● Task brief
Count the lines below that contain the string "vertical" and reply with that number alone.

╭──

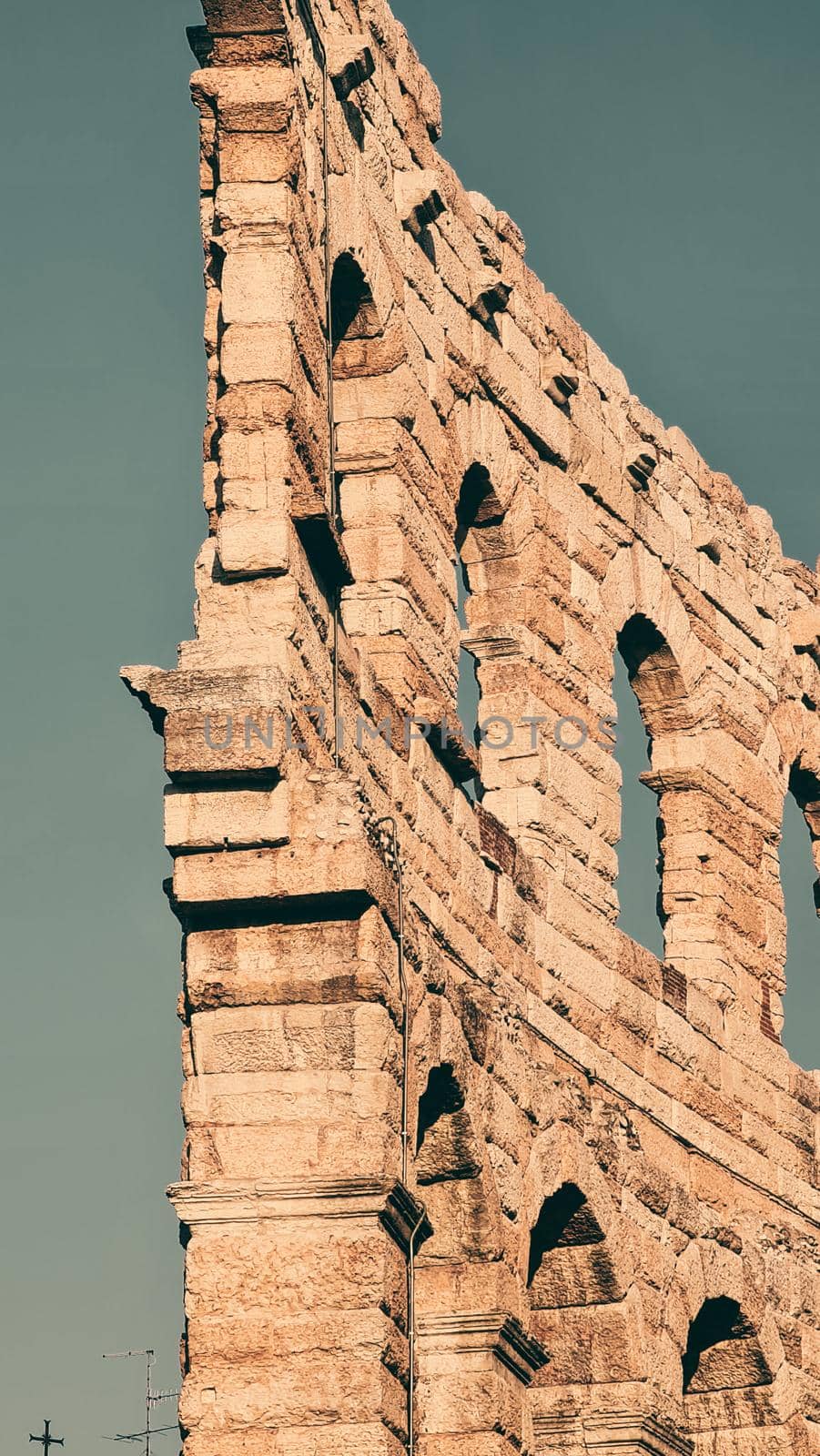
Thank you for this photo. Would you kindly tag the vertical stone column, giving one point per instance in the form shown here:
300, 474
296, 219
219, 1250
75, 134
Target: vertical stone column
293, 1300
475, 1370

╰──
╭──

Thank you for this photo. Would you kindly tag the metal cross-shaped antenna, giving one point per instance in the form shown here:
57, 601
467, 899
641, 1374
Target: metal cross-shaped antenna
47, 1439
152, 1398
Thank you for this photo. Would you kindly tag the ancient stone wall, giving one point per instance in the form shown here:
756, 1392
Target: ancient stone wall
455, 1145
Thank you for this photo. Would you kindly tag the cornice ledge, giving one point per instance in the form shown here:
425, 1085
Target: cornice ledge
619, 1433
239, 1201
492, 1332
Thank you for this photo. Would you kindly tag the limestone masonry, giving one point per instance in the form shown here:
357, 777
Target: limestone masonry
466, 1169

╰──

● Reply to the task
2